__TASK DESCRIPTION__: How do the records below read from their first line through the line containing "column, I would be grateful."? Write those lines out exactly.

__WORKING DATA__:
------------------------------------------------------------
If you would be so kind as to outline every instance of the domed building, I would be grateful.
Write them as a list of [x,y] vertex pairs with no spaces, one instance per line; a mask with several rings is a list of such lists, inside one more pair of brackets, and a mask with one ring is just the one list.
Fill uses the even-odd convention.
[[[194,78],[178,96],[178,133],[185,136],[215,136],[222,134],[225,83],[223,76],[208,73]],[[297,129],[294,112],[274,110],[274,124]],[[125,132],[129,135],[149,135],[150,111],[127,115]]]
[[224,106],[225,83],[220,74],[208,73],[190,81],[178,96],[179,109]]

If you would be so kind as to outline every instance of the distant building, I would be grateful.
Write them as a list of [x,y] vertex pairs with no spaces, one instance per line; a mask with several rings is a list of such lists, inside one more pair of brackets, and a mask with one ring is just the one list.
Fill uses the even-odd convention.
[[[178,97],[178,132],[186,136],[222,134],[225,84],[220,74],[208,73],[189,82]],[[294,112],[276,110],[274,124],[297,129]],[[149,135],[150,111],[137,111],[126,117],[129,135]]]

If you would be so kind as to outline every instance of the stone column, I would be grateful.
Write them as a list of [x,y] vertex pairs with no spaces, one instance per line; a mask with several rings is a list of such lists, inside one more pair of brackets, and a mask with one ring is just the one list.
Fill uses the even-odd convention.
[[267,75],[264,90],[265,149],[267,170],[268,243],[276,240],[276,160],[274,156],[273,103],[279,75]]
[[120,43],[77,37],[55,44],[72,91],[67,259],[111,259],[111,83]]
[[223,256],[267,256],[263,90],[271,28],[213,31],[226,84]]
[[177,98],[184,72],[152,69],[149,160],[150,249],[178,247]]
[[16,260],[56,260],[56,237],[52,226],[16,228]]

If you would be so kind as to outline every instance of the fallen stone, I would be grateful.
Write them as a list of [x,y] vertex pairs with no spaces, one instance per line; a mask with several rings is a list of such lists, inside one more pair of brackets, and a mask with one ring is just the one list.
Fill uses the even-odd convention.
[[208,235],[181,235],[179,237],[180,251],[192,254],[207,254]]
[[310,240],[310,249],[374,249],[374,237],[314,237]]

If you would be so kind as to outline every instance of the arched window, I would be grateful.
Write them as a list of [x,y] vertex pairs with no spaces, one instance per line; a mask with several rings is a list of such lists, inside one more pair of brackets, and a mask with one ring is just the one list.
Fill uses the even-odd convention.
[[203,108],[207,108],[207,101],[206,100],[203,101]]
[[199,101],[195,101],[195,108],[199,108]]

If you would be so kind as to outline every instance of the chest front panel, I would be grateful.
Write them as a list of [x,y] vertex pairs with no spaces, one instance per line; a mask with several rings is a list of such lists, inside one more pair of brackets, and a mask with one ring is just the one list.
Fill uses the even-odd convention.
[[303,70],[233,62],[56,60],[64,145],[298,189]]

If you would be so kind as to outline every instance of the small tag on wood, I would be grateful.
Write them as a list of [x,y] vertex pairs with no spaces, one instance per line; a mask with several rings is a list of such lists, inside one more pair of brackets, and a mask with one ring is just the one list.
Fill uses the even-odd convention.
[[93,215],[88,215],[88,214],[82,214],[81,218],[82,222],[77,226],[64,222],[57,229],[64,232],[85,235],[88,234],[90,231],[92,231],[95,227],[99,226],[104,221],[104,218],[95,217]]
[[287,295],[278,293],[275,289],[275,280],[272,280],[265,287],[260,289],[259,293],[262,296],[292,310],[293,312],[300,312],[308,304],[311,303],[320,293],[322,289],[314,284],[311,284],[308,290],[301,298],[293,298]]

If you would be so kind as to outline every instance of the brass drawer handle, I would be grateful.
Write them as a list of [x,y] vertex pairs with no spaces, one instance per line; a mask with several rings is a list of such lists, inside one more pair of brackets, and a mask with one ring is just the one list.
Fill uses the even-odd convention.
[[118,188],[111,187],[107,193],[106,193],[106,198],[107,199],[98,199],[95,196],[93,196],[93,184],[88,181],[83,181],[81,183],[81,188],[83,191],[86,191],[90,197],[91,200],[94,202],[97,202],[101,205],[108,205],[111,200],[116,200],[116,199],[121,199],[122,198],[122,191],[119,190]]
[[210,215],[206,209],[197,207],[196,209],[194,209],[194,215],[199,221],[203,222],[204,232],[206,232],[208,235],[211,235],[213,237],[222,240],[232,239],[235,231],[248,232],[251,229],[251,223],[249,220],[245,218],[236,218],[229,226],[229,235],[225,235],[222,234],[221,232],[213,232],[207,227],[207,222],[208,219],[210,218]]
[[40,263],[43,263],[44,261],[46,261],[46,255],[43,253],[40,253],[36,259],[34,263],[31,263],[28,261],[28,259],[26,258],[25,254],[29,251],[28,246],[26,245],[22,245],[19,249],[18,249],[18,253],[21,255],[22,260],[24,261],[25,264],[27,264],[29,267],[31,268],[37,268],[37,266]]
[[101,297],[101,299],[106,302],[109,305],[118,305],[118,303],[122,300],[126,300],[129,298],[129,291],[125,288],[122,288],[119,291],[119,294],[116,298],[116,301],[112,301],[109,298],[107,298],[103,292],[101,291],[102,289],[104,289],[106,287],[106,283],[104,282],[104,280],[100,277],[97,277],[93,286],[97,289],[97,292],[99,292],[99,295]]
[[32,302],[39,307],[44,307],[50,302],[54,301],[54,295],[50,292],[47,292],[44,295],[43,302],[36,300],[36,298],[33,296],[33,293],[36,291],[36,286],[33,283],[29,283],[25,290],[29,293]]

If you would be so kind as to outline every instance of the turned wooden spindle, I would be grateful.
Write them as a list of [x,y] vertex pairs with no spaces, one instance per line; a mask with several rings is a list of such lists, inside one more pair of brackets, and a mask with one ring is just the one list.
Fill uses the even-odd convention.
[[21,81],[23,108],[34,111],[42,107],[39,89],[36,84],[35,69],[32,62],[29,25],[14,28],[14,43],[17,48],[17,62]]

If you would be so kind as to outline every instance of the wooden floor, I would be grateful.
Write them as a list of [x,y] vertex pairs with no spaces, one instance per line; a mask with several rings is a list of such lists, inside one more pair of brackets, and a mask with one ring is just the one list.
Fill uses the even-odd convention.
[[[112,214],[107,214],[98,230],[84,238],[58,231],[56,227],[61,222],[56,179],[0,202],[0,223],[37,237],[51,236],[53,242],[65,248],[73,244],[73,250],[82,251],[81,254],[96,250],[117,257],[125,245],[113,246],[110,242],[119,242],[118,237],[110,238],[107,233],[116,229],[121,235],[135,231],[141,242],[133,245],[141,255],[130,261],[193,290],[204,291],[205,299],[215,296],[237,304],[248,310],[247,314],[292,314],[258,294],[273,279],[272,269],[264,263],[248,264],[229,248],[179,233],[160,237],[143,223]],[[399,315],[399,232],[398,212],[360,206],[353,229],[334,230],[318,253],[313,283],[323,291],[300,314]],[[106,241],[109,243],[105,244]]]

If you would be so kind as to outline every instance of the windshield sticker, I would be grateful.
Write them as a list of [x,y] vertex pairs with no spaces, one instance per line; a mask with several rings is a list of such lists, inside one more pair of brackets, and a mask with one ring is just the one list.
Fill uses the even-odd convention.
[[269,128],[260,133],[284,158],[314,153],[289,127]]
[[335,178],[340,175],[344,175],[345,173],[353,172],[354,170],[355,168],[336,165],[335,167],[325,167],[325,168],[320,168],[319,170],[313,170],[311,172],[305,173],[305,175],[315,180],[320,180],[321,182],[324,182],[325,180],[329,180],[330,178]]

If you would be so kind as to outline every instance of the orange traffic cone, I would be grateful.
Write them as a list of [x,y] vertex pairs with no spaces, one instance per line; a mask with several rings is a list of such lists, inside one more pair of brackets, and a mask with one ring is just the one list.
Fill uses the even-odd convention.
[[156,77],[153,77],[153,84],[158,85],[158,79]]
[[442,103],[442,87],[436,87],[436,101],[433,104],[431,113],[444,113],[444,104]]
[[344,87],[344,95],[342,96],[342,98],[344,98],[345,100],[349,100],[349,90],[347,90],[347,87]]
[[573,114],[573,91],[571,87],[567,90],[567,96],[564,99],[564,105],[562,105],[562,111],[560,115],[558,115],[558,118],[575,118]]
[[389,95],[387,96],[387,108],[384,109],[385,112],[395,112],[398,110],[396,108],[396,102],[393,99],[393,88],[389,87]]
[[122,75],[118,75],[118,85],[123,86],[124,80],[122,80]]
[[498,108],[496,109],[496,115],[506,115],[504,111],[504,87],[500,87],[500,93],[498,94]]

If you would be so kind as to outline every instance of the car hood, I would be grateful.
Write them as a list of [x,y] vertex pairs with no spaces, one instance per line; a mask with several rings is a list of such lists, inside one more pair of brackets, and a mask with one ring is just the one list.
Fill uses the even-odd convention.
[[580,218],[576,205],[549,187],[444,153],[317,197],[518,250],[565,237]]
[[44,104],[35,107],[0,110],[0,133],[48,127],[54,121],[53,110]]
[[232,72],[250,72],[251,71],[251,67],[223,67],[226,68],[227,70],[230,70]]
------------------------------------------------------------
__RESULT BELOW__:
If you would be so kind as to outline every instance of the domed building, I would be grateful.
Write them as a list of [x,y] vertex pairs with no spaces, one instance per line; a mask with several rings is a list of such lists, inside one more pair of brackets, and a mask with one ring is just the one list.
Fill uses the even-odd convention.
[[[194,78],[178,96],[178,133],[185,136],[215,136],[222,134],[225,83],[223,76],[208,73]],[[297,129],[294,112],[274,110],[274,124]],[[125,132],[129,135],[149,135],[150,111],[127,115]]]
[[224,106],[225,83],[220,74],[208,73],[190,81],[178,96],[179,109]]

If you would be so kind as to outline every instance of the distant building, I would be grateful.
Write them as a list of [x,y] vertex pairs with no spaces, one instance per line; a mask with several rings is a list of such lists, inside one more pair of brackets, and a mask with one ring is just the one list.
Fill uses the even-odd convention.
[[[178,97],[178,132],[186,136],[222,134],[225,84],[220,74],[208,73],[189,82]],[[294,112],[276,110],[274,124],[297,129]],[[149,135],[150,111],[137,111],[126,117],[129,135]]]

If you would be so kind as to outline every instance of the stone column, I would be grateful.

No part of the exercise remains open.